## START

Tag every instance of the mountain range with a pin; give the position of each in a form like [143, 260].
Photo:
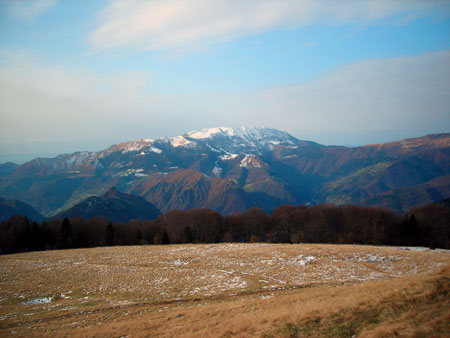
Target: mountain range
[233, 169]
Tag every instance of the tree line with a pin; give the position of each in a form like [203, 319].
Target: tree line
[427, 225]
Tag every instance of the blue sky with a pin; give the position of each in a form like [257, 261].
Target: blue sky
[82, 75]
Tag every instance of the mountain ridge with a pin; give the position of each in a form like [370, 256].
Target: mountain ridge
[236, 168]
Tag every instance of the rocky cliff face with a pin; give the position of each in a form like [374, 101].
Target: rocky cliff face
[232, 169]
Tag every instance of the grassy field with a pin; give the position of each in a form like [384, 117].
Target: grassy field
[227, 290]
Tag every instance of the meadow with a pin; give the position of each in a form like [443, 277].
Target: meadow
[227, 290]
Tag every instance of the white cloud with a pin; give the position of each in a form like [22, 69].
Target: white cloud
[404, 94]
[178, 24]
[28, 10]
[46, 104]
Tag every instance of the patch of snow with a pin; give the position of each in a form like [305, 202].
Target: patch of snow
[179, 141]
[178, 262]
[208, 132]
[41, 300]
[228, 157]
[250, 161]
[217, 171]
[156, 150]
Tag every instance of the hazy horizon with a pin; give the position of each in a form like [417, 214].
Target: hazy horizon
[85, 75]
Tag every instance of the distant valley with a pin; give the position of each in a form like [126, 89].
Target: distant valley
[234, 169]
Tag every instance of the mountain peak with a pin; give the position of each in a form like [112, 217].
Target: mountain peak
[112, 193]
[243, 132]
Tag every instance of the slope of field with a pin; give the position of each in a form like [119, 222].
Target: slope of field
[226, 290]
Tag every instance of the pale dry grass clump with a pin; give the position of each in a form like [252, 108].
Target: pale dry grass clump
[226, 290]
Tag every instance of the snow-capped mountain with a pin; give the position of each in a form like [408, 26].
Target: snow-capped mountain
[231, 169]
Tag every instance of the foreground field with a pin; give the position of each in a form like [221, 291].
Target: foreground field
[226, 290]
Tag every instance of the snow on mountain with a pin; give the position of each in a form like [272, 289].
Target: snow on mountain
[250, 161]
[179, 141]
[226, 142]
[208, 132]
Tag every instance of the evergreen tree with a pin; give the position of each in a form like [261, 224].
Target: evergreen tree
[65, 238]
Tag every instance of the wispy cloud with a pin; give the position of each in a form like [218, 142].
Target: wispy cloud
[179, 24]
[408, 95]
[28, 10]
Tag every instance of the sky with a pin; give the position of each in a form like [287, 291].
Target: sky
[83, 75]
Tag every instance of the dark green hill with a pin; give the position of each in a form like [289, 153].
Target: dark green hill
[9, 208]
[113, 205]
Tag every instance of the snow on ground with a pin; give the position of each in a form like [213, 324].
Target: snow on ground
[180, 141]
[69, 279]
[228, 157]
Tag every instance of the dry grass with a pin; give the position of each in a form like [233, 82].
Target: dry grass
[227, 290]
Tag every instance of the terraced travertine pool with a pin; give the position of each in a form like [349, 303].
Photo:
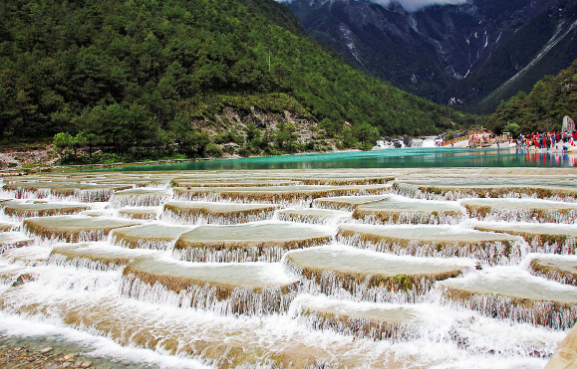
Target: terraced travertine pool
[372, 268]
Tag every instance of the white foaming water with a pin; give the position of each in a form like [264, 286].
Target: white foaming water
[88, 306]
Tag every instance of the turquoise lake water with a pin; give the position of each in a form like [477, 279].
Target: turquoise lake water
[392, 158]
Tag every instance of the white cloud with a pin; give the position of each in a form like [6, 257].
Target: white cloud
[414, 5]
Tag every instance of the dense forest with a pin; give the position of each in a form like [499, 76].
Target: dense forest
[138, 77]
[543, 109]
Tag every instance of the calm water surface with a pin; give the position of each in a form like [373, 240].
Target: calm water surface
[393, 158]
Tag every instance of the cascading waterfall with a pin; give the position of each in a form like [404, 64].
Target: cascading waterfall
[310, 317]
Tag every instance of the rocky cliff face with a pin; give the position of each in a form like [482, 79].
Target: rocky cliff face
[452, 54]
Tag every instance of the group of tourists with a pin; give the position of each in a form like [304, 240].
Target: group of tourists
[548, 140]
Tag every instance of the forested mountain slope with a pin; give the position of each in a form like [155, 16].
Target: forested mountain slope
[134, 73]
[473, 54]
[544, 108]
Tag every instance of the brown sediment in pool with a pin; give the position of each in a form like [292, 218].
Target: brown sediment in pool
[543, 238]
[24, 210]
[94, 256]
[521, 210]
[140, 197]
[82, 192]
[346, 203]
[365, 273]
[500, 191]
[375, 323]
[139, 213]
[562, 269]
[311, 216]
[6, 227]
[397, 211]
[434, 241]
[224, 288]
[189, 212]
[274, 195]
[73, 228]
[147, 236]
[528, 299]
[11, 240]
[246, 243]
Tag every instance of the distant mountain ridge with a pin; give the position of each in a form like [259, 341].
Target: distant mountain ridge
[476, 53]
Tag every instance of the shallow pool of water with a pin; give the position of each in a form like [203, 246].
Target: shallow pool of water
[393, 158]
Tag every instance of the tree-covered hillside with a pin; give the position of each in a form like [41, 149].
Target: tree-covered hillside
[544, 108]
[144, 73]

## END

→ **WHAT THE EXERCISE ASKS**: Quote each entry above verbatim and drop the pictures.

→ **THE SOLUTION**:
Tag every instance of the mountain range with a pin; give the position of each in a form like [143, 260].
Photo:
Target: mountain range
[233, 169]
Tag every instance of the tree line with a pin; give the position of each in a form like [203, 319].
Target: tree line
[427, 225]
Tag every instance of the blue sky with a pin; give the position of each in a form like [257, 261].
Target: blue sky
[82, 75]
Tag every instance of the mountain ridge with a pin; give the position of each in a form like [370, 256].
Target: mountain ridge
[236, 168]
Tag every instance of the rocky cliff face with a pin; give the position of each in a form like [374, 101].
Target: rocky cliff face
[232, 169]
Tag every instance of the grassy field with a pin; give the position of each in a form like [384, 117].
Target: grassy field
[227, 290]
Tag every instance of the meadow with a pin; give the position of each in a form like [443, 277].
Target: meadow
[227, 290]
Tag every instance of the white cloud with a pin; give the position of each in a form like [22, 69].
Target: white cloud
[404, 94]
[178, 24]
[28, 10]
[46, 104]
Tag every instance of the patch of snow with a pin; give the position of each in a form like [305, 202].
Target: patch of snow
[179, 141]
[178, 262]
[208, 132]
[41, 300]
[228, 157]
[250, 161]
[217, 171]
[156, 150]
Tag every instance of the hazy horizon with a pin; give the position of each in a form like [417, 214].
Target: hazy horizon
[85, 75]
Tag every instance of the distant valley with a pin; give the position of each in a form like [126, 89].
Target: distant valley
[234, 169]
Tag every instance of the mountain peak with a pin; give the position of each in a form like [112, 217].
Target: mountain peak
[112, 193]
[243, 132]
Tag every instance of the slope of field with a pin; give the position of each in a form like [119, 222].
Target: slope of field
[226, 290]
Tag every instance of the pale dry grass clump with a pin; give the position of each in a form like [252, 108].
Target: pale dry grass clump
[226, 290]
Tag every instance of the snow-capped mountain with a pin; give the position of each in a form like [408, 26].
Target: snow-capped mountain
[231, 169]
Tag every instance of the foreground field with a pin; give the position of each in a form like [221, 291].
Target: foreground field
[226, 290]
Tag every instance of the snow on mountain with a pin; give the position of each in a form like [272, 289].
Target: snow on mountain
[250, 161]
[179, 141]
[226, 142]
[208, 132]
Tag every instance of the evergreen tree with a pin; give the position of each in a form like [261, 224].
Target: evergreen tree
[65, 238]
Tag every instance of the wispy cloud with a pin; give the position of each in a form like [218, 142].
Target: wispy cloud
[179, 24]
[408, 95]
[28, 10]
Tag every instance of the sky with a pin; give the position of each in a form like [287, 291].
Target: sky
[83, 75]
Tag every instance of the dark green hill with a pin; give the position of each in a form like [289, 153].
Target: dark green hill
[9, 208]
[113, 205]
Tag every instance of the snow on ground with a pin; give the position of each in a form like [213, 324].
Target: snow on ground
[180, 141]
[69, 279]
[228, 157]
Tag every instance of the dry grass with a pin; give the position of each in a form like [233, 82].
Target: dry grass
[227, 290]
Tag every instance of the terraced travertine pool with a pin; give the position of each in a form like [349, 303].
Photo:
Target: terraced travertine pool
[372, 268]
Tag every instance of the white foaming water with a pin; give the position of each in a form like [264, 286].
Target: white foaming water
[88, 306]
Tag every instance of the turquoise lake water with a pin; give the position of each in a form like [477, 279].
Target: turquoise lake water
[392, 158]
Tag every instance of the white cloud with a pin; give the position of each in a form like [6, 257].
Target: white cloud
[414, 5]
Tag every instance of the dense forest with a pin; give the position of each in a form like [499, 76].
Target: dense forest
[138, 77]
[543, 109]
Tag every instance of the calm water surface with a pin; give the position of each in a form like [373, 240].
Target: calm water surface
[393, 158]
Tag every instance of the cascading waterfall with a pin; give the position of each in a form like [404, 64].
Target: cascading waterfall
[310, 317]
Tag every instance of the rocky cliff face with a pin; give the position of each in a form like [482, 79].
Target: rocky cliff face
[452, 54]
Tag every instance of the group of tourists with a pin; give the position of each in a form like [304, 240].
Target: group of tourists
[548, 140]
Tag every instance of the forested mountain slope with a pin; give the position of each in a form like [155, 16].
Target: forested mountain slope
[134, 73]
[473, 54]
[544, 108]
Tag every instance of the brown sediment in pool with a pin; give the position of each in a form like [292, 218].
Target: brown sediment in pool
[543, 238]
[24, 210]
[94, 256]
[521, 210]
[140, 197]
[82, 192]
[346, 203]
[365, 273]
[500, 191]
[375, 323]
[139, 213]
[562, 269]
[311, 216]
[6, 227]
[397, 211]
[434, 241]
[224, 288]
[189, 212]
[274, 195]
[73, 228]
[147, 236]
[528, 299]
[11, 240]
[246, 243]
Tag every instance of the distant mountain ridge with a pin; give the position of each in a form like [259, 341].
Target: distant mountain ridge
[476, 53]
Tag every instance of the shallow pool of water with a pin; give the position of each in a form like [203, 246].
Target: shallow pool of water
[393, 158]
Tag every instance of the tree-covered hillside with a pin; give the position of each in a form like [41, 149].
Target: tree-covered hillside
[544, 108]
[144, 73]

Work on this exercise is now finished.